EXCERTO DO TEXTO:

Engenheiro cabo-verdiano torna-se artista com "antídotos" para a guerra

"Infelizmente, o que não falta são notícias capazes de me deixar em baixo. Então, eu costumo dizer: se uma pessoa visitar o meu perfil [nas redes sociais], se olhar para os meus trabalhos, pode desligar-se de tudo o que é negativo”, descreve à Lusa, durante uma pausa na pintura do seu mais recente mural.

A arte urbana trouxe-lhe celebridade, como no trabalho que tem agora entre mãos: um retrato do mar, da faina e da vida marinha que Helder concebeu com outros artistas para a semana das artes de Pedra Badejo, localidade costeira onde nasceu, sede do município de Santa Cruz, ilha de Santiago.

É um exemplo da vivacidade que considera necessário transmitir, especialmente numa época em que há vários conflitos e o mundo está mais polarizado.

DADOS FORNECIDOS:
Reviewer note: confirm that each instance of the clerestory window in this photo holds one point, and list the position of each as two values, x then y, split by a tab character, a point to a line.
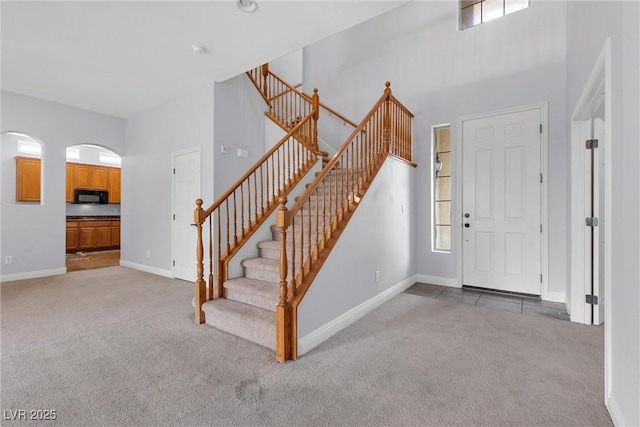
475	12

INSTRUÇÃO: Repita sem alterações o trecho do excerto que começa nas palavras "A arte urbana" e termina após as palavras "está mais polarizado.". A listagem constitui material à parte e não integra o excerto.

RESULTADO:
A arte urbana trouxe-lhe celebridade, como no trabalho que tem agora entre mãos: um retrato do mar, da faina e da vida marinha que Helder concebeu com outros artistas para a semana das artes de Pedra Badejo, localidade costeira onde nasceu, sede do município de Santa Cruz, ilha de Santiago.

É um exemplo da vivacidade que considera necessário transmitir, especialmente numa época em que há vários conflitos e o mundo está mais polarizado.